┌─ QUOTED PASSAGE
How does she deal with this pain? She writes and performs “Oh, My Goddess.”
“Well, I’m like the Earth Mother. And Miguel is Greg and his struggles. He’s also having trouble dealing with the death of his father, coming to terms with that and with himself. It occurred to me, after my father died, that I could take all that incredible emotion and make Miguel a full, three-dimensional character. He’s on this spiritual/emotional journey, and in saying goodbye and making peace with his father, he has to clear his chakras — in very funny ways. In the process, he becomes so clear, he channels the great Goddess, Ma.”
Miguel was born in San Diego, when Glaser was in the comedy troupe, Hot Flashes, along with Mo Gaffney, fellow local-comedienne-who-made-it-big-in-New York. Another comic compatriot, Whoopi Goldberg, like Glaser, had done scullery work at the Big Kitchen in Golden Hill.
└─
WHAT TO WORK ON:
1/ List every person the passage about "Oh, My Goddess" names as a member of a comedy troupe or as a comic or comedienne.
2/ Write out the part of the passage about "Oh, My Goddess" between "Miguel was born" and "in Golden Hill.", inclusive.
┌─ SUPPLIED ENTRIES
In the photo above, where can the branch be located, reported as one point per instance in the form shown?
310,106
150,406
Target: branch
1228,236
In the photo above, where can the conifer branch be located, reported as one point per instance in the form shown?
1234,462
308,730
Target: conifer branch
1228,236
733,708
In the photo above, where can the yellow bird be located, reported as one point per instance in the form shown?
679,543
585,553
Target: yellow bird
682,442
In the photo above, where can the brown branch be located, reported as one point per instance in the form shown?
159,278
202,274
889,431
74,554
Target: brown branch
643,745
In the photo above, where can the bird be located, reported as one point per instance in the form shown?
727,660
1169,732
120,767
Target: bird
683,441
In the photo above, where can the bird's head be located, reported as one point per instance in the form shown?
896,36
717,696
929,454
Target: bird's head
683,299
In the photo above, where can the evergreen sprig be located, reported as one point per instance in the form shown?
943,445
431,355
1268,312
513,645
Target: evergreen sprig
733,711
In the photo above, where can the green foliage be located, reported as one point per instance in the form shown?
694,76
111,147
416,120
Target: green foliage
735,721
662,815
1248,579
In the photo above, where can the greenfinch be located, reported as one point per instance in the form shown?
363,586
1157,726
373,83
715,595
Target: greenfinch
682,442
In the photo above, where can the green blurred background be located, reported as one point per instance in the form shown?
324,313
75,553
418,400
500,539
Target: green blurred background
└─
┌─ SUPPLIED ENTRIES
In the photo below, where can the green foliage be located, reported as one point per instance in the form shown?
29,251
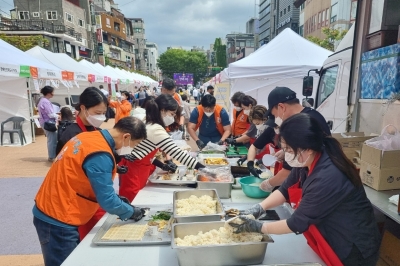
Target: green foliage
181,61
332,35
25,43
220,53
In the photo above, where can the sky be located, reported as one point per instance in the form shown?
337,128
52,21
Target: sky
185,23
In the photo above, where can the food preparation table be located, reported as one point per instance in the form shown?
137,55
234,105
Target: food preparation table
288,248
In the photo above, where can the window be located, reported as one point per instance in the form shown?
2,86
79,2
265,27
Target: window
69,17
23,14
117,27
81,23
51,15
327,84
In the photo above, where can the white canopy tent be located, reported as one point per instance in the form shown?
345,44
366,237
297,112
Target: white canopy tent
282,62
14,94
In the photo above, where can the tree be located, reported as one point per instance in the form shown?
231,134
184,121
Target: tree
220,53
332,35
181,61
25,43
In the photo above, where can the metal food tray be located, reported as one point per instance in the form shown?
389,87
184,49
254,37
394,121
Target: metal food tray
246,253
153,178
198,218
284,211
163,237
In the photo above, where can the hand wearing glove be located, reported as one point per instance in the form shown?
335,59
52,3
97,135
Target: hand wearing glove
└─
IN RESPONSE:
1/ Glaser, Mo Gaffney, Whoopi Goldberg

2/
Miguel was born in San Diego, when Glaser was in the comedy troupe, Hot Flashes, along with Mo Gaffney, fellow local-comedienne-who-made-it-big-in-New York. Another comic compatriot, Whoopi Goldberg, like Glaser, had done scullery work at the Big Kitchen in Golden Hill.